# Texto para análise
2.1.2. Ciência e Tecnologia
 
Uma economia competitiva exige um nível crescente de tecnologia. Estimular a inovação9 através de avanços científicos e tecnológicos é um dos papéis mais largamente reconhecidos ao Governo.
 
De acordo com Michael Porter (1993, 94) o princípio geral na abordagem da ciência e tecnologia deve ser o de criar uma política de inovação e não só uma política científica e tecnológica. A ciência e tecnologia não podem ser dissociadas da sua aplicação comercial na procura de melhorar a vantagem nacional. A política para estimular a inovação comercial tem de ir para além da ciência e tecnologia e incluir uma política vocacionada para a competição.
 
Segundo a INTELI10 (2003, 56-57), “a aposta na inovação é a única estratégia sustentável para Portugal poder desenvolver-se a um ritmo que lhe permita atingir os níveis de desempenho económico dos países mais desenvolvidos”, devendo o efeito final da política de inovação reflectir-se directamente nas empresas. Esta é também a opinião de Diogo Vasconcelos (2003, 112), para quem “é importante que o Governo esteja na primeira linha da inovação, puxando pelo mercado, gerando valor na economia, através de exemplos de excelência e de sucesso, que consigam gerar entusiasmo e efeito mobilizador, na sociedade e nas empresas”11.
 
2.1.3. Capital
 
O crescimento de uma economia exige uma ampla disponibilidade de capital a baixo custo, que possa ser afectado de forma eficiente - através do sistema bancário e do mercado de capitais - aos investimentos associados a uma mais elevada produtividade12. De acordo com a Monitor Company (1994, 99), o Governo pode influenciar a oferta e o custo do capital, bem como os mercados através dos quais ele circula. Isto porque, a oferta de capital de um país é, em grande parte, afectada pelo índice de poupança das famílias, pelos excedentes ou défices públicos e pelos fluxos de divisas.
 
A política pública pode afectar qualquer um destes factores, assim como também o pode fazer relativamente aos mecanismos de transferência que permitem canalizar o capital para os investimentos mais produtivos.
 
2.1.4. Infra-estruturas
 
A disponibilidade de boas infra-estruturas é um factor fundamental para a competitividade de um país. Isto é particularmente verdade em áreas como os transportes, a logística e as telecomunicações (Porter, 1993, 712).
 
O Governo tem um papel fundamental no levantamento das infra-estruturas nacionais. As suas decisões de investimento, nomeadamente as respeitantes ao sistema de transportes (incluindo acessibilidades)13 e à constituição de eventuais reservas de produtos energéticos ou outros14, devem, contudo, ser enquadradas com racionalidade, não apenas económica, mas também estratégica15.

# Entradas apresentadas
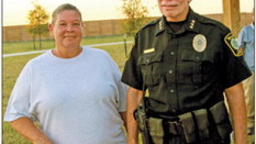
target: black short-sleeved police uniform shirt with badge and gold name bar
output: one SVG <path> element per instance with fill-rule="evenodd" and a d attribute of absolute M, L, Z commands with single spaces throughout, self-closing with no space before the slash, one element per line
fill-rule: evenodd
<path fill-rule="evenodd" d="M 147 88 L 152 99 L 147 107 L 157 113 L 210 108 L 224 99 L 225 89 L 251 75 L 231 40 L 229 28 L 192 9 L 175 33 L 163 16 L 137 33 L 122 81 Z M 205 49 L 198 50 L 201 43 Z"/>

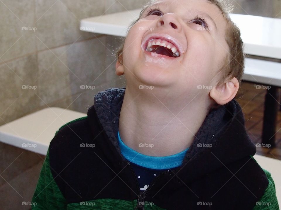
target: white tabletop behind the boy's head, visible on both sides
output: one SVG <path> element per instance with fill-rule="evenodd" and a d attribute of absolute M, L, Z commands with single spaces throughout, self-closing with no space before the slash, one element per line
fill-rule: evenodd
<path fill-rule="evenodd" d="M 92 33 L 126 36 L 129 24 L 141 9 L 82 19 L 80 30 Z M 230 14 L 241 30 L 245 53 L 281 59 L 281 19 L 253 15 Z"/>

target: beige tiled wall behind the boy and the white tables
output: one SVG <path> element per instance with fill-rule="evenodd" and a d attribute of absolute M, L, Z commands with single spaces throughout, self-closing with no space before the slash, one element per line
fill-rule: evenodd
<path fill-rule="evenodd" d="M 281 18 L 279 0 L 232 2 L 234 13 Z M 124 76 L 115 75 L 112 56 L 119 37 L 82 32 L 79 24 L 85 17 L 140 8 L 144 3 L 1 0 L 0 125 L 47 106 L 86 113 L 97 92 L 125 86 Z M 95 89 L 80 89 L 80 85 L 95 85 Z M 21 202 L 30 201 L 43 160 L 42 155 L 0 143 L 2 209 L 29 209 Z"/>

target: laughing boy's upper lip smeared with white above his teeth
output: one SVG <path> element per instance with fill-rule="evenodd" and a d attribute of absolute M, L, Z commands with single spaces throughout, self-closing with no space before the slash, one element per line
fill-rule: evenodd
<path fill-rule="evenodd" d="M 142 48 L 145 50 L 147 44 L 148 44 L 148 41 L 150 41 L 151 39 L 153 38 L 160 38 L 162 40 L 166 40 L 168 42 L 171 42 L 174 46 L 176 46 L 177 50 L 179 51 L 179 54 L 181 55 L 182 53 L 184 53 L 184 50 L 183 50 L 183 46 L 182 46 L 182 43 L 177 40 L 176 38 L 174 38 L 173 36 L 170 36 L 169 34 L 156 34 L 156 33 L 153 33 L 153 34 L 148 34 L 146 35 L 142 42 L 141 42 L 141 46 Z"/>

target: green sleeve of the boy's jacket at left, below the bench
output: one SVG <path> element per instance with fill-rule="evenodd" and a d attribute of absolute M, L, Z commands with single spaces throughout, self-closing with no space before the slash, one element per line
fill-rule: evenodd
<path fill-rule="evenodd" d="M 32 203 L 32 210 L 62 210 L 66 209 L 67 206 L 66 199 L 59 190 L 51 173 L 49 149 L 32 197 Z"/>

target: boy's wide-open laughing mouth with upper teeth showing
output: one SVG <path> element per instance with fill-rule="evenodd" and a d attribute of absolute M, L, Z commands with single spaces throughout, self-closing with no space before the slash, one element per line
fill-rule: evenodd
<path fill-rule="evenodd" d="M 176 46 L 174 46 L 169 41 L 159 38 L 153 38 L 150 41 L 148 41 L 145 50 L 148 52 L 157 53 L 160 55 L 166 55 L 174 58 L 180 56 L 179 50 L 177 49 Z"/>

# Tarefa atribuída
Reproduza, sem mudar nada, o trecho do texto sobre competitividade que começa nas palavras "Uma economia competitiva" e termina em "para a competição.". Use apenas o texto como fonte.

# Resposta
Uma economia competitiva exige um nível crescente de tecnologia. Estimular a inovação9 através de avanços científicos e tecnológicos é um dos papéis mais largamente reconhecidos ao Governo.
 
De acordo com Michael Porter (1993, 94) o princípio geral na abordagem da ciência e tecnologia deve ser o de criar uma política de inovação e não só uma política científica e tecnológica. A ciência e tecnologia não podem ser dissociadas da sua aplicação comercial na procura de melhorar a vantagem nacional. A política para estimular a inovação comercial tem de ir para além da ciência e tecnologia e incluir uma política vocacionada para a competição.